+++ Material to process

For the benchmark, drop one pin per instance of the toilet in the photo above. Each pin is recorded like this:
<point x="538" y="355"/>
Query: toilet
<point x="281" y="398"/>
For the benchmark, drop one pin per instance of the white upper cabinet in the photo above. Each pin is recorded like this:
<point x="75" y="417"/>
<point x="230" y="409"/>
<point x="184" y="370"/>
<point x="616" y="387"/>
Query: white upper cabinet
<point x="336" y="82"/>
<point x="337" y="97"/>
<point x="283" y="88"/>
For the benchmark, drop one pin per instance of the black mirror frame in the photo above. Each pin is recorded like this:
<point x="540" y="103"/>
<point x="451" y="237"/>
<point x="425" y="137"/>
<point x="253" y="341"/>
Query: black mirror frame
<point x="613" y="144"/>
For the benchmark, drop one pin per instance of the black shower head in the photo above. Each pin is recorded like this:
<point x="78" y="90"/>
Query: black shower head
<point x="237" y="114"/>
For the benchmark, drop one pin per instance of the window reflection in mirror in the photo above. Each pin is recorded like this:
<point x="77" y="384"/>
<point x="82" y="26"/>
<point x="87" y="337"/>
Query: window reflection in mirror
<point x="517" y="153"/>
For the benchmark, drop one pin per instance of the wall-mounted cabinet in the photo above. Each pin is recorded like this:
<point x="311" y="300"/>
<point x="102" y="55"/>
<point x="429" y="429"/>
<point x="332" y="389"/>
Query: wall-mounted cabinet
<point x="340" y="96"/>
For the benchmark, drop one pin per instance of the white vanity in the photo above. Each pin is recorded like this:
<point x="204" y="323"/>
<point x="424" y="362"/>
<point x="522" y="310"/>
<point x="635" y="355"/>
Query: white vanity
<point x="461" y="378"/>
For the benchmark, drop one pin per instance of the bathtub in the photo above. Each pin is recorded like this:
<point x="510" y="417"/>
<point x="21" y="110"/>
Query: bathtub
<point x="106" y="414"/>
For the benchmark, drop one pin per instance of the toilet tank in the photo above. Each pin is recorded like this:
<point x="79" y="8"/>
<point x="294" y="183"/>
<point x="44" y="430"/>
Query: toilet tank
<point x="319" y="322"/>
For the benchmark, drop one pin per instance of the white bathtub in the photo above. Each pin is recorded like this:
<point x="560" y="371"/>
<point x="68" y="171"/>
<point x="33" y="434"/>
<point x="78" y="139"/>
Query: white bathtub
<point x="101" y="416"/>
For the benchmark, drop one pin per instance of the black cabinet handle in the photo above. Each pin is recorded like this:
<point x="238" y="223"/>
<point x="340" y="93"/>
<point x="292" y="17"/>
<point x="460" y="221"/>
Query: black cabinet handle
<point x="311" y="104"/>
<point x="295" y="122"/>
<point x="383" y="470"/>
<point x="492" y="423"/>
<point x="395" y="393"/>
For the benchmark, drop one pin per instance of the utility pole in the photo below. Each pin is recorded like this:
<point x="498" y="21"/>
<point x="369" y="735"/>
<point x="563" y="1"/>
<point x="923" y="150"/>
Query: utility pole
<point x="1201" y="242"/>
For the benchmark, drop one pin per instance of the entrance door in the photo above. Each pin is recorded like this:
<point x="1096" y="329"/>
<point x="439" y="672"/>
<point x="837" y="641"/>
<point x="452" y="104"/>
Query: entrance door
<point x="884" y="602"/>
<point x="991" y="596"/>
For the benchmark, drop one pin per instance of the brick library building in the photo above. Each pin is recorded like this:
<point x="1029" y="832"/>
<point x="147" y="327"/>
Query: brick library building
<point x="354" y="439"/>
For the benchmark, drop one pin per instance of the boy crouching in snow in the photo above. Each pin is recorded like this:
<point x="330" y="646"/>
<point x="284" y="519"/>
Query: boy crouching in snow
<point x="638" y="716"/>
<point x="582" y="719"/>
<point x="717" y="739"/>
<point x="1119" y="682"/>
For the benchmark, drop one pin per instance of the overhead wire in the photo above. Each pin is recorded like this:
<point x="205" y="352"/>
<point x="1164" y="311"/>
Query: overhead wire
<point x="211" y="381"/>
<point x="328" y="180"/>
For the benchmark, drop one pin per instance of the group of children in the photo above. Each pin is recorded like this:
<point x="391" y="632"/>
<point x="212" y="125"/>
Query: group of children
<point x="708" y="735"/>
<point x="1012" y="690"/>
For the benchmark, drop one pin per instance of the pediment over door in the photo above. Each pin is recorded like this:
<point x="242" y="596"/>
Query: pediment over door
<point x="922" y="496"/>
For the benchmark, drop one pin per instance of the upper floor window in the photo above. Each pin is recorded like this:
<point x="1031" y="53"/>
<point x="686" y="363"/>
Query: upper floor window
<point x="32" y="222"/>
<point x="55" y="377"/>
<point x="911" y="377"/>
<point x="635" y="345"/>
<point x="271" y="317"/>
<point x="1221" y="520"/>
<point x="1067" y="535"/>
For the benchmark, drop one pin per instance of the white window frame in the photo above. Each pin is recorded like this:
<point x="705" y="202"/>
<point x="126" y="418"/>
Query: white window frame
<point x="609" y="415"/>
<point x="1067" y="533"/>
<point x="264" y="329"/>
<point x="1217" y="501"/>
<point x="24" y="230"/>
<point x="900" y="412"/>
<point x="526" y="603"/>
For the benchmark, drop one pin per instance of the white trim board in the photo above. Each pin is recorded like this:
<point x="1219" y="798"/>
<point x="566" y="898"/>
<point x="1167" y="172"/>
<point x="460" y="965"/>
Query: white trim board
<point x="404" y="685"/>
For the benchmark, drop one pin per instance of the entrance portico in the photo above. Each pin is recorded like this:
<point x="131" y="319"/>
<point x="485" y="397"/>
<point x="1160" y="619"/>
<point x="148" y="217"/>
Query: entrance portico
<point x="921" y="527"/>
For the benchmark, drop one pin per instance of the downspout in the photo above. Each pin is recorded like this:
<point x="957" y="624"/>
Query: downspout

++++++

* **What is being asked**
From the line holding "For the benchmark, drop one pin per instance of the group" down to the final line above, quote every line exactly and only those lines.

* **Problem solution**
For the benchmark, drop one pin per instance of the group of children in the photo above. Each pin is recorded like this:
<point x="391" y="632"/>
<point x="212" y="125"/>
Query: group of children
<point x="708" y="735"/>
<point x="1012" y="690"/>
For the benchmark, drop one pin per instance of the pediment over door in the photo above. Each pin is recorded like this:
<point x="242" y="596"/>
Query: pediment over door
<point x="922" y="496"/>
For the benchmark, drop one pin per instance of the upper floor window in the photo above. Each pin is recorded like this:
<point x="1031" y="53"/>
<point x="686" y="363"/>
Query: upper floor window
<point x="32" y="222"/>
<point x="55" y="377"/>
<point x="911" y="377"/>
<point x="635" y="345"/>
<point x="271" y="317"/>
<point x="1221" y="520"/>
<point x="1067" y="535"/>
For the benchmark, drop one pin per instance of the white window frame in the photo above. Each pin is recorded like this:
<point x="705" y="202"/>
<point x="126" y="418"/>
Query: white window frame
<point x="609" y="415"/>
<point x="1067" y="533"/>
<point x="264" y="329"/>
<point x="1217" y="501"/>
<point x="24" y="230"/>
<point x="900" y="412"/>
<point x="526" y="603"/>
For the benchmark, drop one pin per instance of the white trim board in the photo above. Each pin is recorded like this:
<point x="1219" y="798"/>
<point x="566" y="898"/>
<point x="1167" y="172"/>
<point x="460" y="965"/>
Query: white trim board
<point x="404" y="685"/>
For the benchmark, drop one pin per instance of the entrance portico in the photo above. Each pin is recorded like this:
<point x="131" y="319"/>
<point x="485" y="397"/>
<point x="1160" y="619"/>
<point x="148" y="217"/>
Query: entrance portico
<point x="921" y="527"/>
For the benchmark, drop one pin per instance of the downspout in the photo above. Each pin is recorded like this:
<point x="957" y="624"/>
Query: downspout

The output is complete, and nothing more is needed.